Start

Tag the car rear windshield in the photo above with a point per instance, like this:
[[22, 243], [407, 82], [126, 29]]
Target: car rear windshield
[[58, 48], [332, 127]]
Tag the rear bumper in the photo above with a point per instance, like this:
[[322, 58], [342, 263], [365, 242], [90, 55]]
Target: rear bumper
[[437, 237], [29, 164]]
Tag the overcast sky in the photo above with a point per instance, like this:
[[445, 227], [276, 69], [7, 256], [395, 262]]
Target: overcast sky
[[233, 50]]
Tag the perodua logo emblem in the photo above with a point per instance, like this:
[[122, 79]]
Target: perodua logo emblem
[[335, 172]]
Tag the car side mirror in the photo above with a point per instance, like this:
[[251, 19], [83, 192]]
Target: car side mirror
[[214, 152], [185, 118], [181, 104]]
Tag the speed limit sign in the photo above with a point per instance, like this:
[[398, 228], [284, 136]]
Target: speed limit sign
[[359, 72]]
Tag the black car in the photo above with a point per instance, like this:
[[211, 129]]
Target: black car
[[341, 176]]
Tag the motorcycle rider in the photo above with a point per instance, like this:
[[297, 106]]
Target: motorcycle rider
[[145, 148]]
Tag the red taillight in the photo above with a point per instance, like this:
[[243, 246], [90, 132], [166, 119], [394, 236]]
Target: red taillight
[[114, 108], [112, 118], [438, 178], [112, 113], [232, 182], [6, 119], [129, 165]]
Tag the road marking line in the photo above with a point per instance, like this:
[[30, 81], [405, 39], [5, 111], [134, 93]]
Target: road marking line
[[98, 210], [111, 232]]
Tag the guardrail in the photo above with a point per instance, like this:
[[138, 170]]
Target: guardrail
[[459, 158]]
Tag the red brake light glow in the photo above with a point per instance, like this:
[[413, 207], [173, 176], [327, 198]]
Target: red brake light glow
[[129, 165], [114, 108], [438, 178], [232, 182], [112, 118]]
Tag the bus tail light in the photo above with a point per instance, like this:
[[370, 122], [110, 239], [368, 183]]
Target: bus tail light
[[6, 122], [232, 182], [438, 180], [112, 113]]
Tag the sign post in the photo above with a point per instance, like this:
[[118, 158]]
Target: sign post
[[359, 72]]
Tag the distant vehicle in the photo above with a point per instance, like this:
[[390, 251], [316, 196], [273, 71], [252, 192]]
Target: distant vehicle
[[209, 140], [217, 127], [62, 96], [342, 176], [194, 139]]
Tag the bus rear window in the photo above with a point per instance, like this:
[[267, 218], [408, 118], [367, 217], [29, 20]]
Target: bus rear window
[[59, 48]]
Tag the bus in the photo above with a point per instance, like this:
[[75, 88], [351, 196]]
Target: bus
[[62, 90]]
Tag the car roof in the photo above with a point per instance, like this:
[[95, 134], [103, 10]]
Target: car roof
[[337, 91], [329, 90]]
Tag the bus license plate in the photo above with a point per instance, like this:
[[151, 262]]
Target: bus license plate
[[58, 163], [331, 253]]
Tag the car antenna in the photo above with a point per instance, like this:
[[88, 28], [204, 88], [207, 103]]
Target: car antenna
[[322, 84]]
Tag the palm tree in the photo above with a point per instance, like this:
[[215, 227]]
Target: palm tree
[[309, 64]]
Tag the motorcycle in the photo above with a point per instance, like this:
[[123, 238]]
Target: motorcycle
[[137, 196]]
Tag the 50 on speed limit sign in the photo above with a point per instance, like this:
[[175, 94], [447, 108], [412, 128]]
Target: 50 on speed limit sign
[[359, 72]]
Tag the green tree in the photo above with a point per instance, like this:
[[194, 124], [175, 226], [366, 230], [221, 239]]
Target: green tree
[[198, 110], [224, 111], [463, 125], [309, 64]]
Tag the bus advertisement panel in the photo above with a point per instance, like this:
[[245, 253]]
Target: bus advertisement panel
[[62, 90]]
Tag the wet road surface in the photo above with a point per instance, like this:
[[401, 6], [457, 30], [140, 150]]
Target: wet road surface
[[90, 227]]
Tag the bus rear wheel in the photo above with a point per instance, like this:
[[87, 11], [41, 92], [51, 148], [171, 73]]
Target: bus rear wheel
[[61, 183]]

End
Start

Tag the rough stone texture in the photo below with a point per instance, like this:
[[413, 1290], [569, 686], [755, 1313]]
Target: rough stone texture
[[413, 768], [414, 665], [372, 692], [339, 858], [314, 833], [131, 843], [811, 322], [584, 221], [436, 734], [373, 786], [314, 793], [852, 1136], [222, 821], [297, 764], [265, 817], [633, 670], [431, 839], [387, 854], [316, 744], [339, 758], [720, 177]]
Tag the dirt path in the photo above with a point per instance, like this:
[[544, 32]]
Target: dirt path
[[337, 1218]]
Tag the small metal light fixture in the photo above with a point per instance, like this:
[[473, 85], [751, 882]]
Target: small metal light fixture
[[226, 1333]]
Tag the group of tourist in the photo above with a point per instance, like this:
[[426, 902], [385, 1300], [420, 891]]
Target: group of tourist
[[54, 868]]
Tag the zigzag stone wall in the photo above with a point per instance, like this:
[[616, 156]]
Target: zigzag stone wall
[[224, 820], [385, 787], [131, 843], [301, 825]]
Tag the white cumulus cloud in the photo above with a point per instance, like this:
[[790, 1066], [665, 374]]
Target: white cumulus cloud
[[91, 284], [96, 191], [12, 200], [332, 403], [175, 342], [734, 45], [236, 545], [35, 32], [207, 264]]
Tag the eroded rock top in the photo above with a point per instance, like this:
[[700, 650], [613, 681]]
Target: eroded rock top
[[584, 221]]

End

Reproduce the stretch from the line containing "Tag the white" through the line containing "[[584, 221]]", requests included, and offset every point coordinate in the answers by adding 80. Keep the requests and their sample coordinates unchanged.

Tag the white cumulus cloud in the photo above with a point per instance, like this:
[[790, 1066], [665, 374]]
Target: white cumulus cloud
[[171, 364], [176, 271], [92, 280], [412, 483], [255, 422], [814, 125], [316, 625], [115, 112], [287, 344]]
Tag the eroded rock top in the photo above with a point per instance, like this:
[[700, 650], [613, 681]]
Target: eroded rock top
[[664, 301]]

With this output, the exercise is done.